__Task details__
Retype, word for word, the line containing "Confirm every instance of the yellow flower" and every line after it to the end. Skip pictures.

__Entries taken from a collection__
** start **
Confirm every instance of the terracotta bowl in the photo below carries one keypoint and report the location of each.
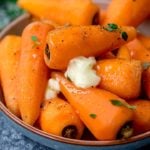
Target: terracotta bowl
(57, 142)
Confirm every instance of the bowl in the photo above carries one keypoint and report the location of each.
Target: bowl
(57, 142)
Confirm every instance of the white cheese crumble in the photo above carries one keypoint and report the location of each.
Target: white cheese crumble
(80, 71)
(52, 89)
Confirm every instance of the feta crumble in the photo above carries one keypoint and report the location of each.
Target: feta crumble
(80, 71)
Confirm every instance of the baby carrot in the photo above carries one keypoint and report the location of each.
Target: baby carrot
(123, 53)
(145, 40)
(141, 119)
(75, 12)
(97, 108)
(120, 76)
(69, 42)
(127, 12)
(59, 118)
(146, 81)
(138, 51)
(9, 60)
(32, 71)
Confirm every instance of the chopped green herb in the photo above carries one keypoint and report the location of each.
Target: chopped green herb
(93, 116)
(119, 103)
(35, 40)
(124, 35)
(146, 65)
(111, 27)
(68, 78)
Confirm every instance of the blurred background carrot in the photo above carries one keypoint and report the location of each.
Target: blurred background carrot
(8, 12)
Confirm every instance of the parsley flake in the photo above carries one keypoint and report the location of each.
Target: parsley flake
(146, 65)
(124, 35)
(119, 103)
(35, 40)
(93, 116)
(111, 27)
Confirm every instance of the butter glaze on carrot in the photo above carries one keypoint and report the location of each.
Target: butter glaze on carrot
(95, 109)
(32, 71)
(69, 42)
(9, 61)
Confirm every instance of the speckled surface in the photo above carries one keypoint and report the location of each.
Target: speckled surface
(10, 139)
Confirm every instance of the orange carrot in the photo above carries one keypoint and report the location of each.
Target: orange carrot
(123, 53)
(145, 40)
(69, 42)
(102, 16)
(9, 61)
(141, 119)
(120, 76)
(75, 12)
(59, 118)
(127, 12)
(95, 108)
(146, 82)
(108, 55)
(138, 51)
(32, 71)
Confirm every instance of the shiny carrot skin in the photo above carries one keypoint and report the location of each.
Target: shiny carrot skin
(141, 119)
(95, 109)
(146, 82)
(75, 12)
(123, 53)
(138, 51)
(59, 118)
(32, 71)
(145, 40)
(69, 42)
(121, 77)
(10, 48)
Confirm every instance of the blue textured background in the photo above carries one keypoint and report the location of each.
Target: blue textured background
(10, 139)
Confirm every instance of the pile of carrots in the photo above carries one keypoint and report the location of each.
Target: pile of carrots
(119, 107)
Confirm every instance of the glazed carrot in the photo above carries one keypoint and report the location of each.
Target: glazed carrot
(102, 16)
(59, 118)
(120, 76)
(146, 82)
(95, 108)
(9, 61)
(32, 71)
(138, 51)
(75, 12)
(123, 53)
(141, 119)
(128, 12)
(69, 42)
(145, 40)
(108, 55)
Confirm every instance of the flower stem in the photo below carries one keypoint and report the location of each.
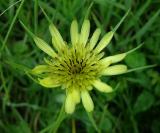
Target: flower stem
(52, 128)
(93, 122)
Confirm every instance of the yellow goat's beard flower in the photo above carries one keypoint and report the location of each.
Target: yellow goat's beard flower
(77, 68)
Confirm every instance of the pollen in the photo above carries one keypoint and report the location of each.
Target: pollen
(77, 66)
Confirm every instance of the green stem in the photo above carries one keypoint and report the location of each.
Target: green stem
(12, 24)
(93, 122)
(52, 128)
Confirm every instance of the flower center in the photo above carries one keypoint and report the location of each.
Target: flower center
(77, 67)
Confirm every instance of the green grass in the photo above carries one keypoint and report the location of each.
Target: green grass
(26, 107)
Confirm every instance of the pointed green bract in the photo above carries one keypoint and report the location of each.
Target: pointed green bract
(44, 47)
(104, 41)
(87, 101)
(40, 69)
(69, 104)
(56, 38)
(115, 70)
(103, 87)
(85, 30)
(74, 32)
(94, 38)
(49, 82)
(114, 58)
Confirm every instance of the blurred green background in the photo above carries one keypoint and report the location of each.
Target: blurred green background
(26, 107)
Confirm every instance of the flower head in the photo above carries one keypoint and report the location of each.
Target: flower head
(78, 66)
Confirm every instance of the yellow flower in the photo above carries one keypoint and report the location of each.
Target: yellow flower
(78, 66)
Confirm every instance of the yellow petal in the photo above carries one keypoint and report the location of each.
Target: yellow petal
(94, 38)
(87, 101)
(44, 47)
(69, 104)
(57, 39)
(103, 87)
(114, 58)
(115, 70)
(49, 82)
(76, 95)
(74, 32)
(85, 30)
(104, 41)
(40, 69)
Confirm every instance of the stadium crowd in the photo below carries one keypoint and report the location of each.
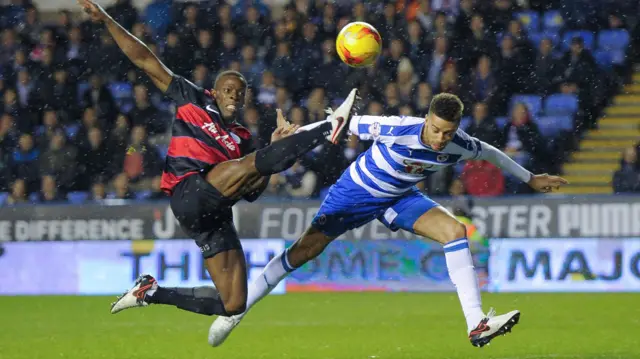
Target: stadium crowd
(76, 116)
** end **
__Task response__
Confirm every instance of the yellow flower in the photo above carries one keypoint and report the location of each.
Target: yellow flower
(78, 66)
Confirm every instance of the yellow petal in the photo above carries one keypoint and report the location of each.
Target: yellow petal
(94, 38)
(87, 101)
(44, 47)
(69, 104)
(57, 39)
(103, 87)
(114, 58)
(115, 70)
(49, 82)
(76, 95)
(74, 32)
(85, 30)
(104, 41)
(40, 69)
Confirm every instance of the stadium crowd in the photo below carries one keypoint and report the location of each.
Target: stadium crowd
(76, 116)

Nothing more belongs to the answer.